Problem details:
Return each line of the data below that contains the word "front", copying those lines unchanged.

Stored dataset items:
** start **

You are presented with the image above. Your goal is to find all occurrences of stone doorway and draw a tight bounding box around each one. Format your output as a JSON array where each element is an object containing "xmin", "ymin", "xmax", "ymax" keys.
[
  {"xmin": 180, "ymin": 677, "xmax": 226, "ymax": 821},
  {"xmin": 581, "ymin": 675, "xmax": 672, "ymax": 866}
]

** end **
** start **

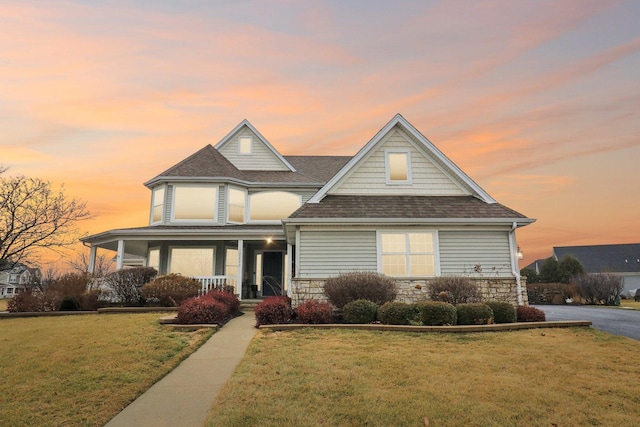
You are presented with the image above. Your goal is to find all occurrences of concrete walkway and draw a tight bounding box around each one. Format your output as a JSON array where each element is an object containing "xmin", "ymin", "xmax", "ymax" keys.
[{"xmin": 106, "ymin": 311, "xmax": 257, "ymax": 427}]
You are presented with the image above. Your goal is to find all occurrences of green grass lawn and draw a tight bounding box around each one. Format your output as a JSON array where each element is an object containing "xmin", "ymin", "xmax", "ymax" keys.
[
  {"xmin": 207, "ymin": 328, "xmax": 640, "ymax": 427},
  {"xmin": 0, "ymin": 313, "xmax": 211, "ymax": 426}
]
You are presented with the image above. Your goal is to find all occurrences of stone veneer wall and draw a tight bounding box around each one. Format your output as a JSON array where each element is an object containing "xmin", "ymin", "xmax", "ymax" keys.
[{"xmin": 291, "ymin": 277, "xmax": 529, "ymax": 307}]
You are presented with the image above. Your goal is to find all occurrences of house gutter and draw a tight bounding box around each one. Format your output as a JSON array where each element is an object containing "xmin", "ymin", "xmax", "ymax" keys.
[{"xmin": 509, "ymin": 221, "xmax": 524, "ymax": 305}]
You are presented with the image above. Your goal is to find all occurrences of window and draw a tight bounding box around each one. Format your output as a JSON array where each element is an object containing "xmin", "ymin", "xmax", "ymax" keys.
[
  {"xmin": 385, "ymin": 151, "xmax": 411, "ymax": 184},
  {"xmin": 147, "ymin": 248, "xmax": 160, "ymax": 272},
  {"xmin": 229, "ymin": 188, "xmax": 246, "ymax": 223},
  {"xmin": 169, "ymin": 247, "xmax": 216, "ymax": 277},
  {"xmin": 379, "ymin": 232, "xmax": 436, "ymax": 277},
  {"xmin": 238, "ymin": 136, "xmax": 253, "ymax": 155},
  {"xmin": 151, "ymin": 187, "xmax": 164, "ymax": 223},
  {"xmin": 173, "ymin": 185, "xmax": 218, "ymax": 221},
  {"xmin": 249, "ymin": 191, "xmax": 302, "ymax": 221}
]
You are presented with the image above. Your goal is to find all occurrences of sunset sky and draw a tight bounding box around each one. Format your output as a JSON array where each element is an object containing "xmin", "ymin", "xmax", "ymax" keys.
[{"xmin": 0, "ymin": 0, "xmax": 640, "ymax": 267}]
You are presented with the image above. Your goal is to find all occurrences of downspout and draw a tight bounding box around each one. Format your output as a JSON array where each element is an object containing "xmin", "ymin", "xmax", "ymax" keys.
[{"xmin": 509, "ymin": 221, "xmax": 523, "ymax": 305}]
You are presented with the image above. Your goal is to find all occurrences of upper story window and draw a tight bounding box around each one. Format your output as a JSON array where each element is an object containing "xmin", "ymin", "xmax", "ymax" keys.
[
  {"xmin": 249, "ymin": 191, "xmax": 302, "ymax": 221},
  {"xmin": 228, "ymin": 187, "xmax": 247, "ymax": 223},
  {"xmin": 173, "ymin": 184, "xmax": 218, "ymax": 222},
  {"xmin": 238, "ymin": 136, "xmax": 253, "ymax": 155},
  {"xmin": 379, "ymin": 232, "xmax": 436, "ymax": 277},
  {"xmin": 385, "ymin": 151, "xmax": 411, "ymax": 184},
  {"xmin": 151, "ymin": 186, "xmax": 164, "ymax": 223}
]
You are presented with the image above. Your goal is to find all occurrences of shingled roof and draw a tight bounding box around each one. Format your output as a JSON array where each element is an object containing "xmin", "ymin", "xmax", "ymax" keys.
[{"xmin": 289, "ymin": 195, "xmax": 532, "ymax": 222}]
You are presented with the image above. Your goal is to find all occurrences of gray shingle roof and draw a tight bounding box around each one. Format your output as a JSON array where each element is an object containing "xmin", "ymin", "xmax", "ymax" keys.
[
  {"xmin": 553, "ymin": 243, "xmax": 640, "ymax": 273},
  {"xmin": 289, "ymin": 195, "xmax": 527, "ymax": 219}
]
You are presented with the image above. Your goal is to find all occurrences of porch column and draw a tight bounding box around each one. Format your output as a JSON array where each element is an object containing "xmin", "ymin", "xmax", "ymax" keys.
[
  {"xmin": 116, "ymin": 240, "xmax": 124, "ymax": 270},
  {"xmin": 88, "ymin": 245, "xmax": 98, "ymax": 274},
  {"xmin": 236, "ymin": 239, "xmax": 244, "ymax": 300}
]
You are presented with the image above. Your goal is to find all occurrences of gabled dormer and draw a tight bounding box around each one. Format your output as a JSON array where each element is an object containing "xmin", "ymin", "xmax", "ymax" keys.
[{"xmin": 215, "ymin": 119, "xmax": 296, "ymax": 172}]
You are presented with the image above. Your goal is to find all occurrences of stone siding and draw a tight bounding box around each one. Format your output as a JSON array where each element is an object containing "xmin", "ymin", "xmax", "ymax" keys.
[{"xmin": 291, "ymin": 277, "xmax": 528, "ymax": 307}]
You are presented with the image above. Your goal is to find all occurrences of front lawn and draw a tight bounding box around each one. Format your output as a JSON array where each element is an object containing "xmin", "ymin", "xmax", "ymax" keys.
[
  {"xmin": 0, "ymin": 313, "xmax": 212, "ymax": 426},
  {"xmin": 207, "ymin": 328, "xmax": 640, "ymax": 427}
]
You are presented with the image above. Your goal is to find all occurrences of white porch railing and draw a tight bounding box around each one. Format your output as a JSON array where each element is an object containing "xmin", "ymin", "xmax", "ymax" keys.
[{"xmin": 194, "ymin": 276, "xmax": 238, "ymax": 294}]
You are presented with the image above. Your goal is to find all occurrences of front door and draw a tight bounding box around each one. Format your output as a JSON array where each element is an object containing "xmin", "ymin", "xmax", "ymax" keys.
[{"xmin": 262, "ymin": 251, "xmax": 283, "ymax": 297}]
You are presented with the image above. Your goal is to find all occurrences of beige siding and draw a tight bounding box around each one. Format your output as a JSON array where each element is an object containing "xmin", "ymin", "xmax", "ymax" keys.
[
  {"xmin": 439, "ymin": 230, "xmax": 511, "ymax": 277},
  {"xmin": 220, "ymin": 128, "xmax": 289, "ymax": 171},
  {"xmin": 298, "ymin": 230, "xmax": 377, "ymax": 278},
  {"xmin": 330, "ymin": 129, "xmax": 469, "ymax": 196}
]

** end **
** start **

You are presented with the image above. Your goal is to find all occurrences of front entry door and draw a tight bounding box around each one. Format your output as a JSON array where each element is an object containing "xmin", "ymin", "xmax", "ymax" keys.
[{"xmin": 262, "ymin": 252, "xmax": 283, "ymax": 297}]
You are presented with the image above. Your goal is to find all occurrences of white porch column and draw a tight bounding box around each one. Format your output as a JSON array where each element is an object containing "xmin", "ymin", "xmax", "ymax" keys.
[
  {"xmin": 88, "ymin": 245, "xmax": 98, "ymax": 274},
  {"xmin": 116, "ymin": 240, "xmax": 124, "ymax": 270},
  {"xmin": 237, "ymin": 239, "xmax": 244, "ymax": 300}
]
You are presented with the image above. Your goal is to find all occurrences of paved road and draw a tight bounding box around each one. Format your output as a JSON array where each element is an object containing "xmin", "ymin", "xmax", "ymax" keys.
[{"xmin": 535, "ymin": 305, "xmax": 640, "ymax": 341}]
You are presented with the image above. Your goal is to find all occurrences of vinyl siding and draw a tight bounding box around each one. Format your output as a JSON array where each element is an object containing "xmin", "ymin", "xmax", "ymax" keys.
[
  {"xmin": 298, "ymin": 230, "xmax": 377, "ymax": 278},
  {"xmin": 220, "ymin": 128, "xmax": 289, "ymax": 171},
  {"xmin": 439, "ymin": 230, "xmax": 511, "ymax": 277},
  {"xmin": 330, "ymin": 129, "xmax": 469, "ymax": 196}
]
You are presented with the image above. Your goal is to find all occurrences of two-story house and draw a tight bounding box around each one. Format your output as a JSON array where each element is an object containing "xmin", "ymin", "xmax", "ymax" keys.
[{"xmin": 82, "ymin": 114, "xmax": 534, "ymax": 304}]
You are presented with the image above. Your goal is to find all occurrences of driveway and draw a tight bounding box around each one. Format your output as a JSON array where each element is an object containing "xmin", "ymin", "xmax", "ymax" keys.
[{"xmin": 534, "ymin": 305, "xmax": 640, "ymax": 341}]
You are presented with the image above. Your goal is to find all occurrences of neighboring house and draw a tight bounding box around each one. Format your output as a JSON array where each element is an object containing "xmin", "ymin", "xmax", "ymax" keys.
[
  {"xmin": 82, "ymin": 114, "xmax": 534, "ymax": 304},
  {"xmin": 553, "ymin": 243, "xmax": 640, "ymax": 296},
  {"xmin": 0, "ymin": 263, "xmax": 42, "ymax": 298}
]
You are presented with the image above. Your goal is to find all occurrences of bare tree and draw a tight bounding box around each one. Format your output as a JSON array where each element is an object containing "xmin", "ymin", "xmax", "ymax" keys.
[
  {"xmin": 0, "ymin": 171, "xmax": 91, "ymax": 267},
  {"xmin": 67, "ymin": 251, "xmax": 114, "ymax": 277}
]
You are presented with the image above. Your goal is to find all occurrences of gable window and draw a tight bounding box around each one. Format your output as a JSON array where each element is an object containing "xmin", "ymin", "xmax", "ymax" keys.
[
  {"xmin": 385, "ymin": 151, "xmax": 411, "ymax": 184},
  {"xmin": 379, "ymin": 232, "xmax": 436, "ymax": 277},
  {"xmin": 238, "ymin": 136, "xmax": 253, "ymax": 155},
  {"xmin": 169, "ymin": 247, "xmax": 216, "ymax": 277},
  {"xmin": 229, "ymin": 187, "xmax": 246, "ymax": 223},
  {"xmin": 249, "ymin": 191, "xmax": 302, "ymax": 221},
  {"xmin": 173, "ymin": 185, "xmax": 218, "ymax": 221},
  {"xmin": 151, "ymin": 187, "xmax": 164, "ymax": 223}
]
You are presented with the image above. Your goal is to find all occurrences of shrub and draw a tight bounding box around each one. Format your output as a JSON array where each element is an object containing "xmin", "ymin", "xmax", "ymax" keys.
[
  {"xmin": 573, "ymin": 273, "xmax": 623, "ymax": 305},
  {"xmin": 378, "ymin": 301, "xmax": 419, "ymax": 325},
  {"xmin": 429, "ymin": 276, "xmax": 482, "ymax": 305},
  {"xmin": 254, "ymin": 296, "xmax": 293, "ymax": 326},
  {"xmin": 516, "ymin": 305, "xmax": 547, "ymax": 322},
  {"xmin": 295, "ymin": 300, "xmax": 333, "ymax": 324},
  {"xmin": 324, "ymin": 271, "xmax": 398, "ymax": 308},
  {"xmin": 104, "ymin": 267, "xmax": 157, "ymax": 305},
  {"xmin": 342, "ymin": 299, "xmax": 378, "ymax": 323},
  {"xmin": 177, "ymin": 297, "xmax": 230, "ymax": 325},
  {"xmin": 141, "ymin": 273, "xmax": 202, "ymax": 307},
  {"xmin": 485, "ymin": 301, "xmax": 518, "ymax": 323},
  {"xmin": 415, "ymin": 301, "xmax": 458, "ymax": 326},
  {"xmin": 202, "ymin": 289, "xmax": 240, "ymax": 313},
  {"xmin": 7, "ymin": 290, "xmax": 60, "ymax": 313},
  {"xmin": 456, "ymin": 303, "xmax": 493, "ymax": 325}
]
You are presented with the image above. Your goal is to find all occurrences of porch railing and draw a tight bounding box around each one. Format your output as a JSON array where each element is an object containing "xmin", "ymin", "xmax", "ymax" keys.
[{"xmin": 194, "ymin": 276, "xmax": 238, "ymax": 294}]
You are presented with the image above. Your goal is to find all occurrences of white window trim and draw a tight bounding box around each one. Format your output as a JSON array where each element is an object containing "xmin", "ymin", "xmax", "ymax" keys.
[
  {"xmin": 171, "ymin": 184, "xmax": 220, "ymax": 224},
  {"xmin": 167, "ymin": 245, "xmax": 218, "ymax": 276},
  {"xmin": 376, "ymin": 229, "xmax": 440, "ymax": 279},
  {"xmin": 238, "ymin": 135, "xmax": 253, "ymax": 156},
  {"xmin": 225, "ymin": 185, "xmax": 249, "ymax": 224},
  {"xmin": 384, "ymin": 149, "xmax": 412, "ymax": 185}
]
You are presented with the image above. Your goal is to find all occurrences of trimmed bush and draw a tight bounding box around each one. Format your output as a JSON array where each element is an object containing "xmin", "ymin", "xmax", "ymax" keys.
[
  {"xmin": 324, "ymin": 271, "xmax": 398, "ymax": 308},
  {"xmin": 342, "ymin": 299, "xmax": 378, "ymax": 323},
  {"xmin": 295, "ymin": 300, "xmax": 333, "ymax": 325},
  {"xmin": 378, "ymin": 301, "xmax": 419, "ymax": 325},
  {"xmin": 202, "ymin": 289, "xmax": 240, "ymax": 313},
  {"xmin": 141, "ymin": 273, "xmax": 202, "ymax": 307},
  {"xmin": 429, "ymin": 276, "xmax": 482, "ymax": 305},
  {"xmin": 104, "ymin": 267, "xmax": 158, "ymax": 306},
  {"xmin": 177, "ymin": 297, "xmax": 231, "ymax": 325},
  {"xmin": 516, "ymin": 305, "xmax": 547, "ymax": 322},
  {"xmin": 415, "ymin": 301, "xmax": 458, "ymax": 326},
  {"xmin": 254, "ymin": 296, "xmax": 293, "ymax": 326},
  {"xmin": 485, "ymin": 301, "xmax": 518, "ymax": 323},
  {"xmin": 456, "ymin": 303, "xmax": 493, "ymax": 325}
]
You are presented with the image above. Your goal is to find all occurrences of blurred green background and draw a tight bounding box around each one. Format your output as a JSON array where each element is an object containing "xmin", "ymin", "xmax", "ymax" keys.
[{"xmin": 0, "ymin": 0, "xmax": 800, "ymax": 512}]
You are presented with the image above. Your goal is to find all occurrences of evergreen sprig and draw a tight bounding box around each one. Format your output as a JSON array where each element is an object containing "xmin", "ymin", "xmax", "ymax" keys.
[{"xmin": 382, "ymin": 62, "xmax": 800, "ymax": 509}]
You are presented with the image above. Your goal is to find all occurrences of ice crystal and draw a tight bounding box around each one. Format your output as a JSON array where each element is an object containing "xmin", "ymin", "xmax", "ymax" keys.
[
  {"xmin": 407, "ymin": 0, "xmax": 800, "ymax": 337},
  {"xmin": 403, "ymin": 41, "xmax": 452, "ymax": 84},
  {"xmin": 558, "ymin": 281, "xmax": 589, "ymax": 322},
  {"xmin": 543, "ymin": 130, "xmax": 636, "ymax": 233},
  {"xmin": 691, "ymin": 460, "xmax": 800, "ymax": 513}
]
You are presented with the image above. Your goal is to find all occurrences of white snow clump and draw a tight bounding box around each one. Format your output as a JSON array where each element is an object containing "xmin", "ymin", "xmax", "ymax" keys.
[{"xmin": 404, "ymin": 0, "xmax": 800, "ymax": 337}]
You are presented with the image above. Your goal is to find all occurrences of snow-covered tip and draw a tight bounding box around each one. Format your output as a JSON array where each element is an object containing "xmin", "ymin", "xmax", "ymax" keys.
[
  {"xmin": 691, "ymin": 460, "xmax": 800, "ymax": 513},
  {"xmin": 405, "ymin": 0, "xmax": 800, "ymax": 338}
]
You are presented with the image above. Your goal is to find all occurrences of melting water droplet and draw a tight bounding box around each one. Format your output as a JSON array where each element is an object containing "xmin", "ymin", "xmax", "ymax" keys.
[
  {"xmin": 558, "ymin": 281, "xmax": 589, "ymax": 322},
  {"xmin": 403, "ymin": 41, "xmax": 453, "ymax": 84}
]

** end **

Response:
You are presented with the image above. Your goal is to find all occurrences of front lawn and draw a tight bounding box around each one. Format your output as a JSON array where each element is an object containing "xmin", "ymin", "xmax", "ymax" keys.
You are presented with the image above. Your goal is to find all occurrences of front door and draw a tight bounding box around each one. Format your output as a JSON array where each element is an object containing "xmin", "ymin", "xmax", "ymax" keys.
You are presented with the image above. Your goal is to find all occurrences of front entry door and draw a tight bounding box around each one. Format your output as a JSON array where each element is an object containing "xmin", "ymin", "xmax", "ymax" keys.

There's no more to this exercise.